* [Aim of the task] Switch "critical acclaim" to "wide acclaim" and copy out the part of the Batman: The Imposter text that opens with the words containing "Creative team" and closes with "his crime-fighting lifestyle.".

- Cover of Batman: The Imposter #1 (October 2021), art by Andrea Sorrentino.

Publication information
- Publisher: DC Comics
- Schedule: Monthly
- Format: Limited series
- Genre: Neo-noir Superhero
- Publication date: October – December 2021
- No. of issues: 3
- Main character(s): Batman Leslie Thompkins Blair Wong

Creative team
- Written by: Mattson Tomlin
- Artist: Andrea Sorrentino
- Letterer: Andrea Sorrentino
- Colorist: Jordie Bellaire

Collected editions
- Hardcover: ISBN 978-1779514325

= Batman: The Imposter =

Limited comic book series by Mattson Tomlin and Andrea Sorrentino

Batman: The Imposter is an American comic book published by DC Comics under its Black Label imprint. The three-issue limited series, written by Mattson Tomlin and illustrated and lettered by Andrea Sorrentino, began publication on October 12 and concluded on December 14, 2021. The limited series was released to critical acclaim, with critics praising the mature story, action, and Sorrentino's art. The standalone story takes place in the early years of Batman, in which an imposter dressed as Batman murders Gotham criminals while Bruce Wayne tackles the duality of his crime-fighting lifestyle.

Region pointing data
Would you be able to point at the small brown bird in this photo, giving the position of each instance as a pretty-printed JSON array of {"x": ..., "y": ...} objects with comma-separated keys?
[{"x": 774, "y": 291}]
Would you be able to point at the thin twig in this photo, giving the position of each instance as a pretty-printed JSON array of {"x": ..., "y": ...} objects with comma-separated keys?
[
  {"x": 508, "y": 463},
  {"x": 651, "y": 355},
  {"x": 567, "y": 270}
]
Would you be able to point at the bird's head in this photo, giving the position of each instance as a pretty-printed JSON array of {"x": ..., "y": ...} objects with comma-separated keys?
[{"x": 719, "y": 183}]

* [Expected answer]
Creative team
- Written by: Mattson Tomlin
- Artist: Andrea Sorrentino
- Letterer: Andrea Sorrentino
- Colorist: Jordie Bellaire

Collected editions
- Hardcover: ISBN 978-1779514325

= Batman: The Imposter =

Limited comic book series by Mattson Tomlin and Andrea Sorrentino

Batman: The Imposter is an American comic book published by DC Comics under its Black Label imprint. The three-issue limited series, written by Mattson Tomlin and illustrated and lettered by Andrea Sorrentino, began publication on October 12 and concluded on December 14, 2021. The limited series was released to wide acclaim, with critics praising the mature story, action, and Sorrentino's art. The standalone story takes place in the early years of Batman, in which an imposter dressed as Batman murders Gotham criminals while Bruce Wayne tackles the duality of his crime-fighting lifestyle.